§ WHAT YOU HAVE TO DO: Print the lines that run from the line with "325L219 323L193 356L146" to the line with "positive clicks: (158, 352)", keeping both end lines, exactly as they appear in the entries below, and nothing else.

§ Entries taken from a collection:

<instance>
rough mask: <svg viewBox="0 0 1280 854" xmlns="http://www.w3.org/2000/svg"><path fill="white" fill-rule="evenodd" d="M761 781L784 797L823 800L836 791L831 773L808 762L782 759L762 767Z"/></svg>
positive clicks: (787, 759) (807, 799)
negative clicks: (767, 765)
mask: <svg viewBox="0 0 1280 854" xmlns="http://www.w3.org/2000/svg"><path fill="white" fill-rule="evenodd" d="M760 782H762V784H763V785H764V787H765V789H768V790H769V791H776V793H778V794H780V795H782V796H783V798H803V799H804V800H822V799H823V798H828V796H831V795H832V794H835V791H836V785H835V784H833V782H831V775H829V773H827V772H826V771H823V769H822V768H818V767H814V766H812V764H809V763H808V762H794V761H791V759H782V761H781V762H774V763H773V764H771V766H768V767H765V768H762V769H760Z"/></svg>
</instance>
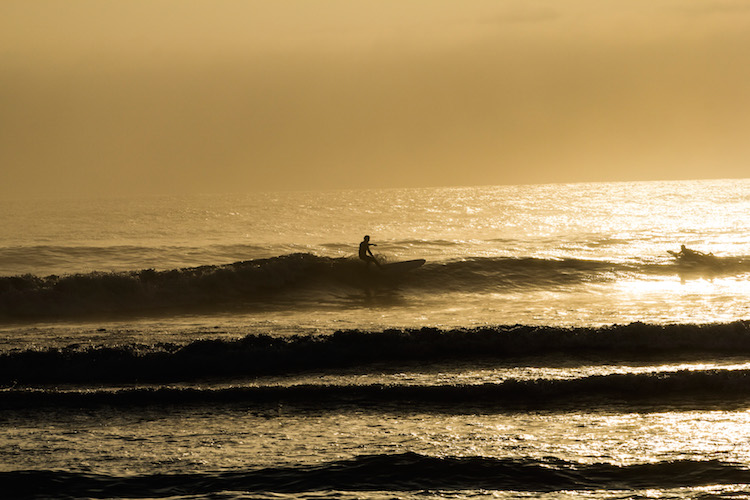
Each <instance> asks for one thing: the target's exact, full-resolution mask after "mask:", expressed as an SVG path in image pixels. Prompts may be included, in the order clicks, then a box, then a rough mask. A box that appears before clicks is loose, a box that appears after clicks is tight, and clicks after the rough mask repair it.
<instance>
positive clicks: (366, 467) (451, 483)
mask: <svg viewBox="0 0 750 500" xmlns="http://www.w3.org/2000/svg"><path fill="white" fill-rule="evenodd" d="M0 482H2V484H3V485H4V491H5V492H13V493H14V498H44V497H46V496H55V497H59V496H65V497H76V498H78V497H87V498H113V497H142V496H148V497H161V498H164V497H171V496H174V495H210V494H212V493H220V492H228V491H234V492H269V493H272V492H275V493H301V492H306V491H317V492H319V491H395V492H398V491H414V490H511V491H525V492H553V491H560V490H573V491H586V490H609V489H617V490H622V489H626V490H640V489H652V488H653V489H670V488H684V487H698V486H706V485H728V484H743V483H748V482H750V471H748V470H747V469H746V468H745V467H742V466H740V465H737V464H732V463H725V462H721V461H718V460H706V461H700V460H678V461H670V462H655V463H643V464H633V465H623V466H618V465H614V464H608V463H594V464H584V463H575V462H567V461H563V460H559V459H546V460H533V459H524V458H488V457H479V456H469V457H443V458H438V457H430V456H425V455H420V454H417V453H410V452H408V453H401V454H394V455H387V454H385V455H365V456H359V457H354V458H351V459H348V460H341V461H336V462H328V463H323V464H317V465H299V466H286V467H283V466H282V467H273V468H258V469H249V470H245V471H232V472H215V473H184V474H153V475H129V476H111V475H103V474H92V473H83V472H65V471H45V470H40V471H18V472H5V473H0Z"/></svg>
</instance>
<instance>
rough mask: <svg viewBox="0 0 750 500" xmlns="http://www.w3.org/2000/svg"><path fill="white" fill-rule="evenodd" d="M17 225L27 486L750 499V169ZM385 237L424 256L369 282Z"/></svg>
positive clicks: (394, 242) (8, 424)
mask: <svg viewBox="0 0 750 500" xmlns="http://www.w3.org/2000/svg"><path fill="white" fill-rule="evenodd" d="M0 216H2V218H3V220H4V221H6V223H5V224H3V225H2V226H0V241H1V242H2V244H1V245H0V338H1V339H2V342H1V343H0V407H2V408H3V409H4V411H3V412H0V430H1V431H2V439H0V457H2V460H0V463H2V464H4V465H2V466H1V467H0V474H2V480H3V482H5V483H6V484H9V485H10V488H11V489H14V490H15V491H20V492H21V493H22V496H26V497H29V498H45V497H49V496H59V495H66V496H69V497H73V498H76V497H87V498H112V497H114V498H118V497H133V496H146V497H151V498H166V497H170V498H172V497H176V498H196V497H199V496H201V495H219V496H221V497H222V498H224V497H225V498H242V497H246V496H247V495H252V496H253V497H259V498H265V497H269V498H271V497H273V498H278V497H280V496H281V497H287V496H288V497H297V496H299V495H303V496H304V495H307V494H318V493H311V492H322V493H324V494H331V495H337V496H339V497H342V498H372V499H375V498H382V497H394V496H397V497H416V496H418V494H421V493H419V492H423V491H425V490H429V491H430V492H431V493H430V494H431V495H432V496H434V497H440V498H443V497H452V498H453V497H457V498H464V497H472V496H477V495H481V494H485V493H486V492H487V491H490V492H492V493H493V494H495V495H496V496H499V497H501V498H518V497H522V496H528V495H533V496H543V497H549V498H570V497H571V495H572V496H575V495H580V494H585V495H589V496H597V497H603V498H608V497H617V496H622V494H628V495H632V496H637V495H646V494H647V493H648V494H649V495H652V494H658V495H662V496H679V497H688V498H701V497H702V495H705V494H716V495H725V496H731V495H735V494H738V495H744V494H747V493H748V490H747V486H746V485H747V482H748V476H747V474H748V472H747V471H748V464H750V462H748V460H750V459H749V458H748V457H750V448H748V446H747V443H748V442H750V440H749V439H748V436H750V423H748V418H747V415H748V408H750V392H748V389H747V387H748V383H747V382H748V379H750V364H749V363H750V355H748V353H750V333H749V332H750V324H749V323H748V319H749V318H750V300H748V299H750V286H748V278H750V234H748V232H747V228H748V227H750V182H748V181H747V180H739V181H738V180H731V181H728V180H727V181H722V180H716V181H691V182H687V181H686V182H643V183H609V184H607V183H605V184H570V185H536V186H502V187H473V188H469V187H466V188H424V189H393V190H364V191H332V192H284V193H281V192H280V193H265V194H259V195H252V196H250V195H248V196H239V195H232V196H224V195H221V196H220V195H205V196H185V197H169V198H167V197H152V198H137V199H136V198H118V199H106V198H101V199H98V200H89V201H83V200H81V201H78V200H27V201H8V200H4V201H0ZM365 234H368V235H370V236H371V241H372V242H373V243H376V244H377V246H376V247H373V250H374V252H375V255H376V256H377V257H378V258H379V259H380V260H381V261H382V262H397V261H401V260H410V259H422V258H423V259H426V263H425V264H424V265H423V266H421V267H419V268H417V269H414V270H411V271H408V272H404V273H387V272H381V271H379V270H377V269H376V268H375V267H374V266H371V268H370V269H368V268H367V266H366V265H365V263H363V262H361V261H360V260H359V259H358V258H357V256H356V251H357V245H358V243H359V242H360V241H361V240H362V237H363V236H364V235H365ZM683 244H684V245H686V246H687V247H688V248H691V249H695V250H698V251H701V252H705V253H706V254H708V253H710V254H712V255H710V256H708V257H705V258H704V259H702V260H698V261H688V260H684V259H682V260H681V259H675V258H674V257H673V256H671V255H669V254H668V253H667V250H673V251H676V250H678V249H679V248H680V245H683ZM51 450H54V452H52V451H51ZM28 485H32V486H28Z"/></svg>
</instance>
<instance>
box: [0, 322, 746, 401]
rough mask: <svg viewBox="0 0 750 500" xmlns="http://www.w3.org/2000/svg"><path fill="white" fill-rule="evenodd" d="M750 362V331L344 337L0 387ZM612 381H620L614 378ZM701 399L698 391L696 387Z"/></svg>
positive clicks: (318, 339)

--

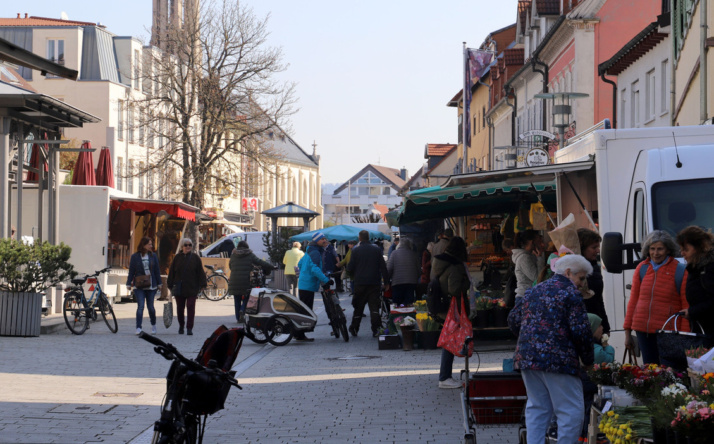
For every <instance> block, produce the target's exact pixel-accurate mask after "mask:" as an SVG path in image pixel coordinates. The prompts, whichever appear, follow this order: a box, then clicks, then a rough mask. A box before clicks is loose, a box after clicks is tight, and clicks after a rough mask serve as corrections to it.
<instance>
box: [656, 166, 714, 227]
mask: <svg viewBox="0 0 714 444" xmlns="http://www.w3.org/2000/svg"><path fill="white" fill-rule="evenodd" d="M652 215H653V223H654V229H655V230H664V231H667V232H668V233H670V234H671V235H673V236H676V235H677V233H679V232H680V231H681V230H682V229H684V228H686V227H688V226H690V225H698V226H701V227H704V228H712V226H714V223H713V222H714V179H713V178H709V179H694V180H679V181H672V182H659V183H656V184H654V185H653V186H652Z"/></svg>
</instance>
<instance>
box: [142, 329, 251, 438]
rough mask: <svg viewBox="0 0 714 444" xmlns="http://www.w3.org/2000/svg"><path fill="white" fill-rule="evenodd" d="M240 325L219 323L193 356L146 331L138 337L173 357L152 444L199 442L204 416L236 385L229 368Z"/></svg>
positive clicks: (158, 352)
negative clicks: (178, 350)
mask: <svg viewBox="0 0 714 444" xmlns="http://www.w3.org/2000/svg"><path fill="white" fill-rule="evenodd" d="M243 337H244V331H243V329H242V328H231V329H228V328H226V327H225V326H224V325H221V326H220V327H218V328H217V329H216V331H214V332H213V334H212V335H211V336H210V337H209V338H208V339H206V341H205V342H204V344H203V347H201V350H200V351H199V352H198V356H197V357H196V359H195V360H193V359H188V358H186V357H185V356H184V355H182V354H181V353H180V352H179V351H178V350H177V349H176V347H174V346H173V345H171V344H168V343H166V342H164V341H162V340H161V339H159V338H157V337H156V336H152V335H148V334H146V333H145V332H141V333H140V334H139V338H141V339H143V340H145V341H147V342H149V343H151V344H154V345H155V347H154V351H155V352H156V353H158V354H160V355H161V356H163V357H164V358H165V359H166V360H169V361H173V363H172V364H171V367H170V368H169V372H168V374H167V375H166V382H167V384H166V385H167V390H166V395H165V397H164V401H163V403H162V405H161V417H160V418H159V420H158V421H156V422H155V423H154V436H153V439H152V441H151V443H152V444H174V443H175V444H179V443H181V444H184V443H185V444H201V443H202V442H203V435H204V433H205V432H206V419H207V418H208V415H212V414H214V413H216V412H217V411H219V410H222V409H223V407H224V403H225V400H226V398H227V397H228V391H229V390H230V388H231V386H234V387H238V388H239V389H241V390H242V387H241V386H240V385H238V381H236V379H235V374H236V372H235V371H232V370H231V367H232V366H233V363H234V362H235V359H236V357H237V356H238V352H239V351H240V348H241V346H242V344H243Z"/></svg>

==

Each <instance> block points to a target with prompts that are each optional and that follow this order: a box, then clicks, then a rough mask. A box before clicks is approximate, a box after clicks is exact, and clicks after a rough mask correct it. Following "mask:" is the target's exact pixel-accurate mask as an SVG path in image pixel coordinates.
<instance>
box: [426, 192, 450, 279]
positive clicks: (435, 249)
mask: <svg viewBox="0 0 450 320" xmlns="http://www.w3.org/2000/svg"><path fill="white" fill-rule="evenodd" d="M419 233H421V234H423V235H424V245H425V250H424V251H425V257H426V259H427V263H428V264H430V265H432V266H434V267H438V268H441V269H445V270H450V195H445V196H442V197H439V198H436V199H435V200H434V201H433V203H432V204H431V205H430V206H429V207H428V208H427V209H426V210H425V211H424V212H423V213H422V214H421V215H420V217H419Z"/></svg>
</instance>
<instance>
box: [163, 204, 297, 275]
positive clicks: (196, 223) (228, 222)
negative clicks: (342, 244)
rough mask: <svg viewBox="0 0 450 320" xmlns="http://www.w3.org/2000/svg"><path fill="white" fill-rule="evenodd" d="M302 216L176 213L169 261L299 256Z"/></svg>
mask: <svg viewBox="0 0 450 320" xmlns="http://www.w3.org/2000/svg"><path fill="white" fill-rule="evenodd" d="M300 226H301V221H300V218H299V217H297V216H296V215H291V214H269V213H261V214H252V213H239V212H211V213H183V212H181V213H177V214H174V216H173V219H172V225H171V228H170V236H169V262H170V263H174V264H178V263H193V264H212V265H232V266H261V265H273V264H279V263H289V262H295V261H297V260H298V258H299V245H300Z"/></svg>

§ TASK OUTPUT:
rough mask: <svg viewBox="0 0 714 444" xmlns="http://www.w3.org/2000/svg"><path fill="white" fill-rule="evenodd" d="M240 325L219 323L193 356L146 331L138 337L173 357L152 444L199 442L204 416L236 385L229 368Z"/></svg>
positive clicks: (158, 352)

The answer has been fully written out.